■ PROVIDED TEXT:
——————————

Third, there should be a determination that business is going to be obtained anyway, provided it can be negotiated at prices which will yield a profit. This latter is important, and the moral is that the price structure must be flexible enough to accomplish it.

In those cases where initial business is being negotiated, the decision should be made as to whether the potential market is such that it is worth while taking a loss in price on some commodities, or in selling expense on others,

on the initial orders, charging this temporary loss up to trade promotion.


Great care should be exercised in the establishment of effective agencies or branch offices as dictated by the needs of the situation either in respect to product or market. But, in any case, the policy that should rule is one of throwing the onus for the loss of business back to the home office. It will be found that, when such a policy is followed, an extraordinary degree of activity on the part of the branch or agency can be demanded, especially if every request for a reduction in price must be based on an accurate statement of the price and terms at which the competition is offering its products.


Usually, when asking an agent or special representative on the spot for an estimate of the competitive situation, most concerns ask the same questions. These may preferably be embodied in letter form, but the gist of what is asked is as follows:


1. How much of the product is produced locally?
2. How much is imported?
3. From what countries, principally?
4. Through what trade channels is it distributed ?

What sales territories?
5. At what prices is it sold to the consumer?

To the retailer?

To the wholesaler or jobber? 6. Is it advertised?

Through what media ?
To the consumer?
To the retailer?

To the wholesaler or jobber?
7. What are the qualities of the product in greatest demand?

——————————

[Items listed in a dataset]
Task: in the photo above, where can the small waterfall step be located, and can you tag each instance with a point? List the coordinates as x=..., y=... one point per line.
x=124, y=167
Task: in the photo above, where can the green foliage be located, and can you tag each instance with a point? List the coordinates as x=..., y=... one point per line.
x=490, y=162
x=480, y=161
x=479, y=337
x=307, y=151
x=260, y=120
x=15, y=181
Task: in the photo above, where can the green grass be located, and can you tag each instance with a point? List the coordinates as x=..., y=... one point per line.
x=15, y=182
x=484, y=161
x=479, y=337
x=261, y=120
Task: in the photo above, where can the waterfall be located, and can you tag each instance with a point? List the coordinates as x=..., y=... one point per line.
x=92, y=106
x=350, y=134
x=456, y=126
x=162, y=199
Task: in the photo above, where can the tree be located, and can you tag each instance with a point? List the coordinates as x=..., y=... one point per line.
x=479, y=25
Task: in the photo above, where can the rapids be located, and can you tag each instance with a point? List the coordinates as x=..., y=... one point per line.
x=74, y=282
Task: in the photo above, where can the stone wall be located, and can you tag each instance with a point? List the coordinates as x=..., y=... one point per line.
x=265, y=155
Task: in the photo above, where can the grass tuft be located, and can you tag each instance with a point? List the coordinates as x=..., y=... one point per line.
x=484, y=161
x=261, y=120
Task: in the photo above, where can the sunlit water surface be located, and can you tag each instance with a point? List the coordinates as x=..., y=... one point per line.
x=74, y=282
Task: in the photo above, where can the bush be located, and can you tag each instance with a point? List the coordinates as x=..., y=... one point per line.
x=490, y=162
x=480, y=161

——————————

■ TO-DO LIST:
A. In the text on competitive pricing, what must every request for a reduction in price be based on?
B. Reproduce the text on competitive pricing word for word, starting at "3. From what" and ending at "sold to the consumer?".

■ THE RESPONSES:
A. An accurate statement of the price and terms at which the competition is offering its products.

B.
3. From what countries, principally?
4. Through what trade channels is it distributed ?

What sales territories?
5. At what prices is it sold to the consumer?